= Task details =
Look through the entries below and return all lines including the word "panel".

══ Data listing

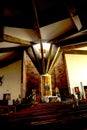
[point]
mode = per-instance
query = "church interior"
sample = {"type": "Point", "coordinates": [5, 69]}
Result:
{"type": "Point", "coordinates": [43, 64]}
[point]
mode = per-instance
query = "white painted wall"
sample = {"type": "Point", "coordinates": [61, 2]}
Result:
{"type": "Point", "coordinates": [12, 80]}
{"type": "Point", "coordinates": [77, 70]}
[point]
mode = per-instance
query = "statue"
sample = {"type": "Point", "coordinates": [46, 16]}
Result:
{"type": "Point", "coordinates": [1, 77]}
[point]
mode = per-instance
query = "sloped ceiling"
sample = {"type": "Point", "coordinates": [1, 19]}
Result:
{"type": "Point", "coordinates": [60, 23]}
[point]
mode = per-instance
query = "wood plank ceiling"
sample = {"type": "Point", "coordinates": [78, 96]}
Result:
{"type": "Point", "coordinates": [60, 23]}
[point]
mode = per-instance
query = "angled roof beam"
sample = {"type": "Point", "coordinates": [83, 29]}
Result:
{"type": "Point", "coordinates": [73, 13]}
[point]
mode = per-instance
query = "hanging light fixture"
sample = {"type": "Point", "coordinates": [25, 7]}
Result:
{"type": "Point", "coordinates": [46, 47]}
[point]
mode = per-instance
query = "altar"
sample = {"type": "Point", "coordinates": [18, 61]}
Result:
{"type": "Point", "coordinates": [49, 99]}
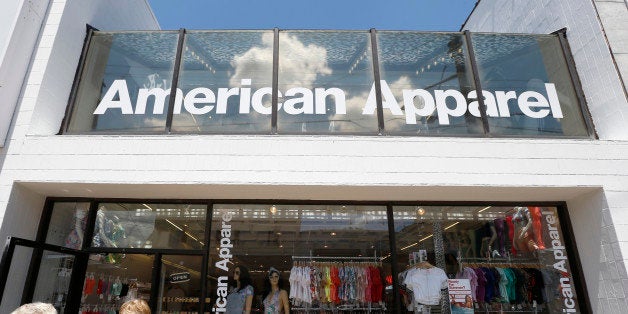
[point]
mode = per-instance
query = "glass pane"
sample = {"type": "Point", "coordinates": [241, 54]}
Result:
{"type": "Point", "coordinates": [426, 80]}
{"type": "Point", "coordinates": [113, 279]}
{"type": "Point", "coordinates": [180, 289]}
{"type": "Point", "coordinates": [67, 224]}
{"type": "Point", "coordinates": [53, 280]}
{"type": "Point", "coordinates": [226, 78]}
{"type": "Point", "coordinates": [529, 87]}
{"type": "Point", "coordinates": [341, 245]}
{"type": "Point", "coordinates": [513, 257]}
{"type": "Point", "coordinates": [326, 81]}
{"type": "Point", "coordinates": [141, 225]}
{"type": "Point", "coordinates": [125, 83]}
{"type": "Point", "coordinates": [16, 279]}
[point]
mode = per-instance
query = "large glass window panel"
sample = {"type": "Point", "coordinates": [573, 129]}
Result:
{"type": "Point", "coordinates": [112, 279]}
{"type": "Point", "coordinates": [325, 80]}
{"type": "Point", "coordinates": [329, 241]}
{"type": "Point", "coordinates": [426, 80]}
{"type": "Point", "coordinates": [125, 83]}
{"type": "Point", "coordinates": [530, 89]}
{"type": "Point", "coordinates": [67, 224]}
{"type": "Point", "coordinates": [226, 78]}
{"type": "Point", "coordinates": [142, 225]}
{"type": "Point", "coordinates": [513, 256]}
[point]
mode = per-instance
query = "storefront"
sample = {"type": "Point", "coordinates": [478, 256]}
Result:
{"type": "Point", "coordinates": [340, 254]}
{"type": "Point", "coordinates": [340, 257]}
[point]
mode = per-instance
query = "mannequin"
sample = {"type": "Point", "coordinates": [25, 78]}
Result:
{"type": "Point", "coordinates": [536, 226]}
{"type": "Point", "coordinates": [75, 238]}
{"type": "Point", "coordinates": [501, 235]}
{"type": "Point", "coordinates": [472, 251]}
{"type": "Point", "coordinates": [488, 240]}
{"type": "Point", "coordinates": [464, 243]}
{"type": "Point", "coordinates": [275, 298]}
{"type": "Point", "coordinates": [523, 240]}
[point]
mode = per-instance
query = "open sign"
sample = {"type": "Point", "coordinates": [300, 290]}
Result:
{"type": "Point", "coordinates": [179, 277]}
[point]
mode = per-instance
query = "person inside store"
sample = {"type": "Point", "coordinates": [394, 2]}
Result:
{"type": "Point", "coordinates": [35, 308]}
{"type": "Point", "coordinates": [240, 297]}
{"type": "Point", "coordinates": [135, 306]}
{"type": "Point", "coordinates": [275, 298]}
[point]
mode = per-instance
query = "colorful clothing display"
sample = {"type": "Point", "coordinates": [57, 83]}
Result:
{"type": "Point", "coordinates": [335, 283]}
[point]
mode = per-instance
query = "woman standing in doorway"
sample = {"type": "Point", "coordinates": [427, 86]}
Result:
{"type": "Point", "coordinates": [240, 298]}
{"type": "Point", "coordinates": [275, 298]}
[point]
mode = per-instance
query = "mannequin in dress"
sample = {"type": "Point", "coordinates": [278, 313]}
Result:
{"type": "Point", "coordinates": [75, 238]}
{"type": "Point", "coordinates": [524, 239]}
{"type": "Point", "coordinates": [275, 298]}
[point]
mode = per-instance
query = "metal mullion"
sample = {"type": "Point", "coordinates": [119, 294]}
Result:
{"type": "Point", "coordinates": [155, 282]}
{"type": "Point", "coordinates": [175, 80]}
{"type": "Point", "coordinates": [569, 241]}
{"type": "Point", "coordinates": [91, 225]}
{"type": "Point", "coordinates": [31, 276]}
{"type": "Point", "coordinates": [393, 258]}
{"type": "Point", "coordinates": [77, 277]}
{"type": "Point", "coordinates": [205, 259]}
{"type": "Point", "coordinates": [575, 81]}
{"type": "Point", "coordinates": [5, 264]}
{"type": "Point", "coordinates": [477, 83]}
{"type": "Point", "coordinates": [77, 80]}
{"type": "Point", "coordinates": [378, 87]}
{"type": "Point", "coordinates": [275, 82]}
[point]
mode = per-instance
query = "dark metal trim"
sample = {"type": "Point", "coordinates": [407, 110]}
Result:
{"type": "Point", "coordinates": [477, 83]}
{"type": "Point", "coordinates": [175, 80]}
{"type": "Point", "coordinates": [313, 202]}
{"type": "Point", "coordinates": [205, 262]}
{"type": "Point", "coordinates": [79, 270]}
{"type": "Point", "coordinates": [5, 264]}
{"type": "Point", "coordinates": [155, 283]}
{"type": "Point", "coordinates": [106, 250]}
{"type": "Point", "coordinates": [44, 221]}
{"type": "Point", "coordinates": [378, 84]}
{"type": "Point", "coordinates": [571, 247]}
{"type": "Point", "coordinates": [65, 123]}
{"type": "Point", "coordinates": [275, 83]}
{"type": "Point", "coordinates": [576, 83]}
{"type": "Point", "coordinates": [393, 258]}
{"type": "Point", "coordinates": [32, 275]}
{"type": "Point", "coordinates": [91, 225]}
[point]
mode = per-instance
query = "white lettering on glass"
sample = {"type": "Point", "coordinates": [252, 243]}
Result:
{"type": "Point", "coordinates": [444, 104]}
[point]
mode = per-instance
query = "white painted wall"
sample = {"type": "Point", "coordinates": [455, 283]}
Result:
{"type": "Point", "coordinates": [606, 97]}
{"type": "Point", "coordinates": [36, 73]}
{"type": "Point", "coordinates": [591, 175]}
{"type": "Point", "coordinates": [20, 24]}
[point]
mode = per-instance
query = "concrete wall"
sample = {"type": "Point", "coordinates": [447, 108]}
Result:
{"type": "Point", "coordinates": [613, 16]}
{"type": "Point", "coordinates": [601, 82]}
{"type": "Point", "coordinates": [596, 31]}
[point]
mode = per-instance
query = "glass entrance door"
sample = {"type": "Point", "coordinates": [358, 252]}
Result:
{"type": "Point", "coordinates": [53, 270]}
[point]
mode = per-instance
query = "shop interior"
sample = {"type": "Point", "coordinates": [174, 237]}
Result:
{"type": "Point", "coordinates": [338, 254]}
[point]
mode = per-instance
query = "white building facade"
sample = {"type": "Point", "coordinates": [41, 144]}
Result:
{"type": "Point", "coordinates": [51, 160]}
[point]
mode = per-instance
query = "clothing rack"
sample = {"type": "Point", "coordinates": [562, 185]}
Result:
{"type": "Point", "coordinates": [501, 263]}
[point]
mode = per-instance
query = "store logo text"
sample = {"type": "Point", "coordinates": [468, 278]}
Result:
{"type": "Point", "coordinates": [300, 100]}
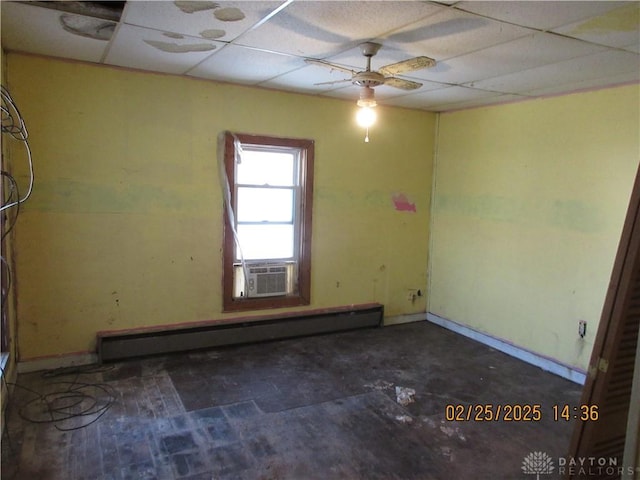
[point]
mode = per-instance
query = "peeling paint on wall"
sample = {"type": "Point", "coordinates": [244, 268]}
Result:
{"type": "Point", "coordinates": [402, 203]}
{"type": "Point", "coordinates": [95, 28]}
{"type": "Point", "coordinates": [176, 48]}
{"type": "Point", "coordinates": [195, 6]}
{"type": "Point", "coordinates": [230, 14]}
{"type": "Point", "coordinates": [212, 33]}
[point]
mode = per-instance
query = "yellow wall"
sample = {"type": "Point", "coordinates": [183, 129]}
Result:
{"type": "Point", "coordinates": [528, 210]}
{"type": "Point", "coordinates": [123, 229]}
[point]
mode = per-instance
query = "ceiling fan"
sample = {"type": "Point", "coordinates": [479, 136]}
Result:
{"type": "Point", "coordinates": [368, 79]}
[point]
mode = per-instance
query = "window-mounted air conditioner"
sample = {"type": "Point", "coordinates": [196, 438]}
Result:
{"type": "Point", "coordinates": [266, 280]}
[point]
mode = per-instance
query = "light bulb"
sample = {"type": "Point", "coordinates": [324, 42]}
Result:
{"type": "Point", "coordinates": [366, 117]}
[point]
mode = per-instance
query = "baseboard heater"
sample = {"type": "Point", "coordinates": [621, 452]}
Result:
{"type": "Point", "coordinates": [119, 345]}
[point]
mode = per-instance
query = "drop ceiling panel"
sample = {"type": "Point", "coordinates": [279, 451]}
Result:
{"type": "Point", "coordinates": [478, 102]}
{"type": "Point", "coordinates": [39, 30]}
{"type": "Point", "coordinates": [245, 66]}
{"type": "Point", "coordinates": [450, 33]}
{"type": "Point", "coordinates": [616, 28]}
{"type": "Point", "coordinates": [221, 21]}
{"type": "Point", "coordinates": [319, 29]}
{"type": "Point", "coordinates": [543, 15]}
{"type": "Point", "coordinates": [520, 54]}
{"type": "Point", "coordinates": [305, 79]}
{"type": "Point", "coordinates": [441, 96]}
{"type": "Point", "coordinates": [587, 84]}
{"type": "Point", "coordinates": [590, 68]}
{"type": "Point", "coordinates": [147, 49]}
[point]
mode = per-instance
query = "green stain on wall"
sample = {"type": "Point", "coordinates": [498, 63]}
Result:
{"type": "Point", "coordinates": [572, 215]}
{"type": "Point", "coordinates": [623, 19]}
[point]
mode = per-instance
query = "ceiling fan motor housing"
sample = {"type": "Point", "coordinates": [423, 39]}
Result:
{"type": "Point", "coordinates": [368, 79]}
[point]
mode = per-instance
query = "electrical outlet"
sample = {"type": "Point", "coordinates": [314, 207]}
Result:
{"type": "Point", "coordinates": [582, 328]}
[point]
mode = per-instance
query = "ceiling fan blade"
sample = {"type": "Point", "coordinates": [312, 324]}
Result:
{"type": "Point", "coordinates": [408, 65]}
{"type": "Point", "coordinates": [401, 83]}
{"type": "Point", "coordinates": [335, 81]}
{"type": "Point", "coordinates": [332, 66]}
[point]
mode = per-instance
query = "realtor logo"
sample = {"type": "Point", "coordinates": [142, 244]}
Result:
{"type": "Point", "coordinates": [537, 463]}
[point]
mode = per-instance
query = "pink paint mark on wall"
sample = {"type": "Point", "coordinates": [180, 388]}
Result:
{"type": "Point", "coordinates": [402, 203]}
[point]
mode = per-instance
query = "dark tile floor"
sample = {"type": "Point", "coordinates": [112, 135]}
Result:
{"type": "Point", "coordinates": [323, 407]}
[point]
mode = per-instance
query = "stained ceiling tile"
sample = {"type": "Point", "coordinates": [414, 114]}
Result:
{"type": "Point", "coordinates": [147, 49]}
{"type": "Point", "coordinates": [322, 28]}
{"type": "Point", "coordinates": [39, 30]}
{"type": "Point", "coordinates": [211, 20]}
{"type": "Point", "coordinates": [543, 15]}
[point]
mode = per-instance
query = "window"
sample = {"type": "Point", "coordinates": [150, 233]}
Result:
{"type": "Point", "coordinates": [267, 230]}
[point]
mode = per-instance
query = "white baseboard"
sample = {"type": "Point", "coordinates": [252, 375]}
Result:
{"type": "Point", "coordinates": [59, 361]}
{"type": "Point", "coordinates": [398, 319]}
{"type": "Point", "coordinates": [570, 373]}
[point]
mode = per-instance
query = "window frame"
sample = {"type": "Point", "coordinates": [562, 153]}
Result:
{"type": "Point", "coordinates": [302, 294]}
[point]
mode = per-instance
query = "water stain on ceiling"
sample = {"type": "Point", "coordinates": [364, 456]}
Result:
{"type": "Point", "coordinates": [177, 48]}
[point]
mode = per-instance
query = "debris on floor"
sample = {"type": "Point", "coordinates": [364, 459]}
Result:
{"type": "Point", "coordinates": [404, 418]}
{"type": "Point", "coordinates": [404, 395]}
{"type": "Point", "coordinates": [379, 385]}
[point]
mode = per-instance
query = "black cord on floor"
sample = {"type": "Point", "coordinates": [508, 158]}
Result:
{"type": "Point", "coordinates": [68, 401]}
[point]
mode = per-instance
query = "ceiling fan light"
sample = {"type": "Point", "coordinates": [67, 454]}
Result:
{"type": "Point", "coordinates": [367, 97]}
{"type": "Point", "coordinates": [366, 117]}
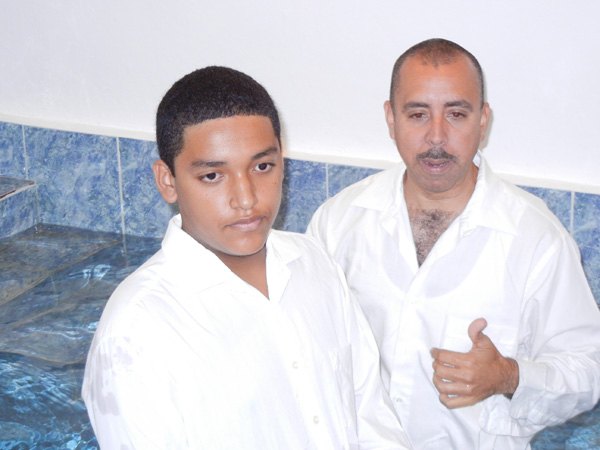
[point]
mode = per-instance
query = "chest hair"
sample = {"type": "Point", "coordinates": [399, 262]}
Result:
{"type": "Point", "coordinates": [427, 226]}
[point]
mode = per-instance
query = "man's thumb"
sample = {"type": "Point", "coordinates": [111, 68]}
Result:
{"type": "Point", "coordinates": [476, 329]}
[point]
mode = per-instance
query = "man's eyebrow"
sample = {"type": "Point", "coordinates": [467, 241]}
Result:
{"type": "Point", "coordinates": [411, 105]}
{"type": "Point", "coordinates": [267, 152]}
{"type": "Point", "coordinates": [459, 103]}
{"type": "Point", "coordinates": [203, 163]}
{"type": "Point", "coordinates": [199, 163]}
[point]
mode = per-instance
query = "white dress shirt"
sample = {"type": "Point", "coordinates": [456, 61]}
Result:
{"type": "Point", "coordinates": [507, 259]}
{"type": "Point", "coordinates": [189, 356]}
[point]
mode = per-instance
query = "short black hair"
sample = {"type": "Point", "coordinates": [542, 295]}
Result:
{"type": "Point", "coordinates": [213, 92]}
{"type": "Point", "coordinates": [435, 51]}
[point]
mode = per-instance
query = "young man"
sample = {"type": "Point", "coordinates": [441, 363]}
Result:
{"type": "Point", "coordinates": [232, 336]}
{"type": "Point", "coordinates": [487, 328]}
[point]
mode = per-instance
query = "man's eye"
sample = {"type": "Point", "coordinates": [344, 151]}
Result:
{"type": "Point", "coordinates": [210, 177]}
{"type": "Point", "coordinates": [264, 166]}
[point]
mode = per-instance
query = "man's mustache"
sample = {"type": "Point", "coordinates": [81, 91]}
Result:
{"type": "Point", "coordinates": [437, 153]}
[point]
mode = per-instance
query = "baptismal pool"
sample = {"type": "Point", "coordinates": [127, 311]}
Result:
{"type": "Point", "coordinates": [54, 282]}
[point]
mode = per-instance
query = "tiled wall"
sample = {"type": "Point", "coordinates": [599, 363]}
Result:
{"type": "Point", "coordinates": [106, 184]}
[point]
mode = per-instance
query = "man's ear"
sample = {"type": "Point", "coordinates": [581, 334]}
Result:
{"type": "Point", "coordinates": [389, 117]}
{"type": "Point", "coordinates": [165, 181]}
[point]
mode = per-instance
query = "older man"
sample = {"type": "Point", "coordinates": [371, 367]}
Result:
{"type": "Point", "coordinates": [487, 328]}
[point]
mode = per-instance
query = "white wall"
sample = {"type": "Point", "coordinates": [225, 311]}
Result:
{"type": "Point", "coordinates": [103, 65]}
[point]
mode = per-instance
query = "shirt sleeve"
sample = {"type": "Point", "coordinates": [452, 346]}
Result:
{"type": "Point", "coordinates": [377, 423]}
{"type": "Point", "coordinates": [559, 349]}
{"type": "Point", "coordinates": [127, 397]}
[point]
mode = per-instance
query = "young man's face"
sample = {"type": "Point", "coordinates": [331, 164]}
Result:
{"type": "Point", "coordinates": [438, 123]}
{"type": "Point", "coordinates": [228, 183]}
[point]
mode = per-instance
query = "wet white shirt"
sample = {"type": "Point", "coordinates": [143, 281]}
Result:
{"type": "Point", "coordinates": [505, 258]}
{"type": "Point", "coordinates": [189, 356]}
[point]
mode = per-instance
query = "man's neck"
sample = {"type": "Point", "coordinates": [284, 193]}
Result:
{"type": "Point", "coordinates": [431, 213]}
{"type": "Point", "coordinates": [252, 269]}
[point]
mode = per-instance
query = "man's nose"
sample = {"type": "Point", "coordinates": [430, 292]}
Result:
{"type": "Point", "coordinates": [436, 134]}
{"type": "Point", "coordinates": [243, 193]}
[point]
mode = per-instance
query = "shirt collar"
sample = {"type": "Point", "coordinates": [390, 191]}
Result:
{"type": "Point", "coordinates": [488, 207]}
{"type": "Point", "coordinates": [193, 268]}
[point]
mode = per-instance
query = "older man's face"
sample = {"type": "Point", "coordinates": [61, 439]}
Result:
{"type": "Point", "coordinates": [438, 123]}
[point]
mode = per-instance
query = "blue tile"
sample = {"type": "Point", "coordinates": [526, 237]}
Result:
{"type": "Point", "coordinates": [77, 177]}
{"type": "Point", "coordinates": [304, 190]}
{"type": "Point", "coordinates": [18, 211]}
{"type": "Point", "coordinates": [559, 202]}
{"type": "Point", "coordinates": [9, 185]}
{"type": "Point", "coordinates": [586, 231]}
{"type": "Point", "coordinates": [340, 176]}
{"type": "Point", "coordinates": [12, 151]}
{"type": "Point", "coordinates": [146, 213]}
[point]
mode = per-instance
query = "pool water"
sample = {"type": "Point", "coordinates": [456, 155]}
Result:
{"type": "Point", "coordinates": [54, 283]}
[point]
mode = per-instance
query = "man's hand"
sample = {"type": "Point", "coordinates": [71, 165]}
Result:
{"type": "Point", "coordinates": [464, 379]}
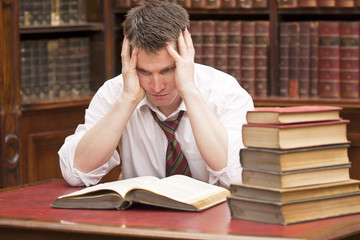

════

= Result of the task =
query = "large glass window panel"
query = "drop ceiling panel"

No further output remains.